# SCHRIFTLICHER AUFTRAG 1
Gib aus dem Artikel über den Frauentagsempfang im Landtag den Abschnitt wörtlich aus, der bei „Der Einkommensunterschied von“ beginnt und bei „zu sagen haben?“ endet.
# SCHRIFTLICHER AUFTRAG 2
Schreibe den Artikel über den Frauentagsempfang im Landtag im Anschluss an seinen letzten Satz weiter.

# QUELLENAUSZUG
•••

Dompteuse der 45 Männer im Kreistag

Beim verspäteten Frauentagsempfang im Landtag kamen Fortschritte und altbekannte Probleme zur Sprache

  • Wilfried Neiße
  • Lesedauer: 3 Min.
Der Einkommensunterschied von Männern und Frauen ist in Brandenburg gesunken, beträgt aber immer noch acht Prozent.

Unter dem Motto »Brandenburgische Frauen reden über Gleichstellung heute, morgen und übermorgen« findet am Dienstagabend verspätet der Landtagsempfang zum Internationalen Frauentag statt. Neu ist dabei das wenigste, wichtig aber alles. »Wenn Frauen zusammenkommen, dann wird ganz schön geschnattert«, kann sich Landtagspräsidentin Britta Stark (SPD) nicht verkneifen. In der Lobby des Landtagsschlosses ist eine Podiumsdiskussion zu Ende gegangen, die schon davor im anschwellenden Gemurmel fast untergegangen war. Wollen Frauen nicht hören, was Frauen zu sagen haben?

Die Herausforderungen moderner Gleichstellungspolitik stehen im Mittelpunkt des Empfangs. Der Einladung gefolgt sind mehr als 150 engagierte Frauen aus Politik, Wirtschaft, Verwaltung und Zivilgesellschaft.

Im Kreistag Oberspreewald-Lausitz sitzen 45 Männern und nur fünf Frauen, sagt die Kreistagsvorsitzende Monika Schulz-Höpfner (CDU). Da fühle sie sich mitunter als »Dompteuse«. Es sei schon erstaunlich, wie wenige Frauen »in der Politik ankommen«. Bei der CDU gibt es allerdings im Unterschied zu LINKE und SPD auch keine Frauenquote.

•••

# GESPEICHERTE DATENSÄTZE

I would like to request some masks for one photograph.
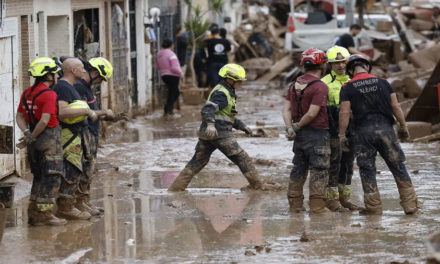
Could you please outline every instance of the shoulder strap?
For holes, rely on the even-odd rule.
[[[304,115],[304,112],[303,112],[302,106],[301,106],[302,96],[303,96],[303,94],[305,93],[306,89],[309,86],[311,86],[312,84],[317,83],[317,82],[322,82],[322,81],[321,80],[313,80],[313,81],[309,82],[306,85],[306,87],[304,87],[304,89],[301,90],[299,98],[298,98],[297,92],[295,90],[294,84],[292,85],[293,93],[295,95],[295,101],[296,101],[296,104],[297,104],[297,107],[296,107],[296,110],[297,110],[296,111],[296,113],[297,113],[296,118],[298,120],[301,119],[303,117],[303,115]]]
[[[29,125],[31,127],[31,130],[34,129],[34,126],[38,123],[37,118],[34,115],[34,104],[35,104],[35,100],[37,99],[38,96],[40,96],[42,93],[51,91],[51,89],[43,89],[41,91],[39,91],[33,98],[32,98],[32,103],[31,103],[31,108],[29,109],[29,106],[27,104],[27,100],[26,100],[26,96],[23,96],[23,105],[26,108],[26,112],[28,114],[28,118],[29,118]]]

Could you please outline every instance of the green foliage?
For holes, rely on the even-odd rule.
[[[184,26],[186,31],[190,33],[191,38],[194,38],[197,46],[199,46],[205,32],[209,29],[209,25],[211,24],[204,16],[209,11],[218,13],[223,5],[223,0],[209,0],[210,8],[205,11],[202,11],[200,6],[194,6],[191,0],[184,1],[189,6],[188,19],[185,21]]]

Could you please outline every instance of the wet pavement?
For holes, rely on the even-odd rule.
[[[257,129],[256,121],[264,122],[280,131],[274,138],[239,132],[238,142],[258,160],[262,177],[287,186],[293,154],[292,142],[282,133],[281,93],[256,86],[238,93],[239,117],[245,123]],[[183,106],[180,118],[165,120],[156,112],[109,128],[112,135],[100,148],[92,185],[93,203],[105,212],[92,221],[29,227],[30,184],[19,179],[0,263],[425,262],[425,240],[440,223],[439,143],[402,144],[422,203],[418,217],[404,215],[393,177],[380,158],[383,216],[292,215],[286,191],[241,192],[246,180],[218,151],[187,192],[167,192],[193,155],[199,116],[200,106]],[[357,168],[353,189],[353,201],[360,204]]]

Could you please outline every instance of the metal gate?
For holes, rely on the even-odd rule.
[[[17,85],[17,19],[3,21],[0,28],[0,178],[16,170],[15,108],[19,100]]]

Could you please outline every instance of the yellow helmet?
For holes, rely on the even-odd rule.
[[[69,107],[71,109],[90,109],[89,105],[82,100],[75,100],[75,101],[71,102],[70,104],[68,104],[67,107]],[[81,122],[85,119],[87,119],[87,115],[77,116],[77,117],[72,117],[72,118],[65,118],[63,120],[63,122],[66,124],[72,125],[72,124],[76,124],[78,122]]]
[[[105,81],[108,81],[108,79],[112,77],[113,66],[107,59],[103,57],[92,58],[89,60],[89,64],[99,72],[99,75]]]
[[[41,57],[31,62],[28,74],[32,77],[42,77],[48,73],[57,73],[59,70],[60,68],[53,59]]]
[[[350,52],[344,47],[333,46],[327,50],[328,62],[346,61],[350,57]]]
[[[229,78],[234,81],[246,81],[246,71],[238,64],[229,63],[223,66],[218,75],[222,78]]]

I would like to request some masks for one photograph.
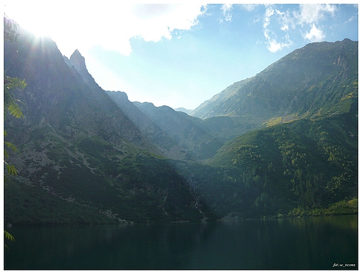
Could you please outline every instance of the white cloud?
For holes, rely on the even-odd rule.
[[[324,38],[325,36],[326,36],[324,33],[323,33],[323,31],[317,29],[314,24],[312,25],[312,27],[308,32],[304,33],[303,34],[303,38],[304,39],[313,42],[320,42]]]
[[[302,4],[293,12],[282,12],[274,6],[266,6],[262,26],[268,50],[276,52],[291,46],[293,42],[288,34],[295,29],[299,29],[302,38],[308,42],[322,40],[326,37],[322,21],[329,16],[335,16],[337,11],[336,6],[329,4]],[[277,34],[278,30],[284,34]]]
[[[9,16],[33,32],[50,35],[65,55],[76,48],[85,52],[95,45],[129,55],[132,38],[171,39],[175,29],[190,29],[205,12],[205,5],[197,3],[8,0],[6,5]]]
[[[233,9],[233,4],[224,3],[221,6],[221,10],[223,12],[223,19],[219,20],[219,23],[223,21],[231,22],[233,20],[233,15],[231,14],[231,10]]]
[[[302,4],[299,7],[300,11],[295,13],[295,17],[299,21],[297,24],[301,25],[317,24],[326,15],[334,16],[337,10],[336,6],[329,4]]]

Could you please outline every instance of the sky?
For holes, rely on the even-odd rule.
[[[103,89],[174,109],[194,109],[308,43],[358,40],[356,4],[143,3],[3,6],[22,27],[50,36],[63,55],[77,49]]]

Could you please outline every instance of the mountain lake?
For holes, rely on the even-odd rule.
[[[4,268],[358,269],[357,217],[13,226]]]

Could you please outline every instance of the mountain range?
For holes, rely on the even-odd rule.
[[[6,75],[18,174],[11,224],[195,221],[356,212],[358,43],[308,44],[192,111],[104,91],[78,50],[19,29]],[[188,112],[186,113],[186,112]]]

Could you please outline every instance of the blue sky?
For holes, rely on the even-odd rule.
[[[309,43],[358,40],[353,4],[86,3],[9,0],[5,11],[63,54],[78,49],[102,89],[156,106],[192,109]]]

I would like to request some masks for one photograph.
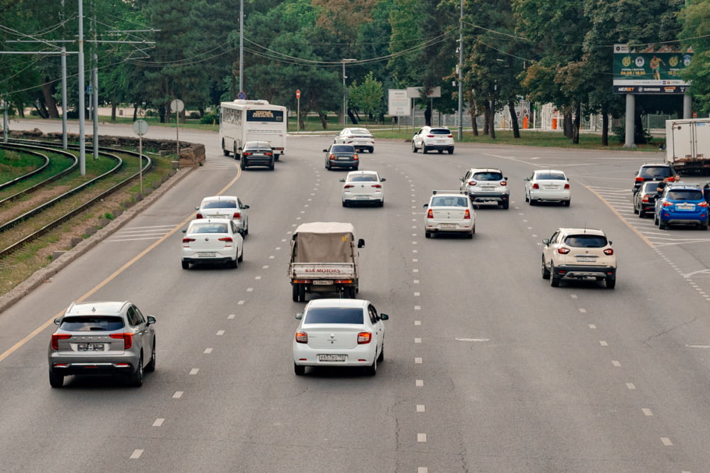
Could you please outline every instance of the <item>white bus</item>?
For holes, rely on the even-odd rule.
[[[274,159],[286,151],[286,107],[266,100],[234,100],[221,104],[219,137],[225,156],[239,159],[246,141],[268,141]]]

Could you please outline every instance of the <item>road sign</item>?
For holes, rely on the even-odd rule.
[[[180,99],[175,99],[170,102],[170,112],[180,112],[185,110],[185,102]]]
[[[133,133],[138,136],[143,136],[148,133],[148,122],[145,120],[136,120],[133,121]]]

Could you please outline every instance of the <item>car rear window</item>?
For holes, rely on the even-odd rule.
[[[202,204],[203,209],[236,209],[236,200],[214,200]]]
[[[190,226],[187,233],[229,233],[226,223],[205,222],[194,223]]]
[[[694,189],[672,189],[667,197],[672,200],[702,200],[703,192]]]
[[[569,235],[564,244],[575,248],[603,248],[606,246],[606,237],[601,235]]]
[[[474,174],[476,180],[503,180],[503,175],[500,173],[476,173]]]
[[[124,327],[124,320],[111,315],[65,317],[59,328],[67,332],[113,332]]]
[[[304,323],[361,324],[362,309],[350,307],[318,307],[308,310]]]

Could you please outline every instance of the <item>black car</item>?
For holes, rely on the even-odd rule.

•••

# ANTWORT 1
Der Einkommensunterschied von Männern und Frauen ist in Brandenburg gesunken, beträgt aber immer noch acht Prozent.

Unter dem Motto »Brandenburgische Frauen reden über Gleichstellung heute, morgen und übermorgen« findet am Dienstagabend verspätet der Landtagsempfang zum Internationalen Frauentag statt. Neu ist dabei das wenigste, wichtig aber alles. »Wenn Frauen zusammenkommen, dann wird ganz schön geschnattert«, kann sich Landtagspräsidentin Britta Stark (SPD) nicht verkneifen. In der Lobby des Landtagsschlosses ist eine Podiumsdiskussion zu Ende gegangen, die schon davor im anschwellenden Gemurmel fast untergegangen war. Wollen Frauen nicht hören, was Frauen zu sagen haben?

# ANTWORT 2
In der Linkspartei gebe es viele Frauen und sie können sich dort auch Gehör verschaffen, erklärt die Studentin Gesine Dannenberg, die für die LINKE im Potsdamer Stadtparlament sitzt. Von den vergeblichen Versuchen, allein etwas zu bewegen, habe sie persönlich irgendwann »die Nase voll gehabt«, erzählt Dannenberg. In einer Partnerschaft erwarte sie, dass die häusliche Arbeit gerecht zwischen aufgeteilt wird. »Wir haben die Parität der Geschlechter längst nicht erreicht«, meint die Studentin. Ihr zur Seite sitzt Hannah Weber, 18 Jahre alt, evangelisch und bei den Jusos aktiv. Sie berichtet von ihrer schweren Schulzeit und der außerordentlichen Belastung. Viel Hoffnung oder Mut kann ihr Gertrud Schmack, Geschäftsführerin des Hotels Bayrisches Haus in Potsdam, auch für die Zukunft nicht machen: Mit einem 35-Stunden-Woche sei manche Arbeit nicht zu schaffen, ihre eigene jedenfalls ganz bestimmt nicht. Es sei nach wie vor ein hoher Anspruch, Leitungstätigkeit und Familie unter einen Hut zu bekommen. Schulz-Höpfner erinnert sich an die Zeit vor 20 Jahren, als sie neu im Landtag war: Die Themen der Frauenpolitik klangen damals so ähnlich wie heute.

Landtagspräsidentin Stark nennt zwei Hauptziele der Gleichstellungspolitik: Mehr Frauen müssten in Führungspositionen, und dem Prinzip »gleicher Lohn für gleiche Arbeit« sei möglichst überall Geltung zu verschaffen. Dass dieses Prinzip im öffentlichen Dienst doch aber längst durchgesetzt sei, räumte sie ein. Doch existiere auch dort noch diese »gläserne Decke«, die immer noch dazu führe, dass Frauen gerade in Leitungspositionen unterrepräsentiert seien. Dennoch: Es habe sich einiges bewegt. Während vor Jahren die Gleichstellungsbeauftragten in den Kreisverwaltungen ein Schattendasein führten, werden sie heute anerkannt. Sie haben sich eine »gute Stellung erarbeitet«, meint Stark.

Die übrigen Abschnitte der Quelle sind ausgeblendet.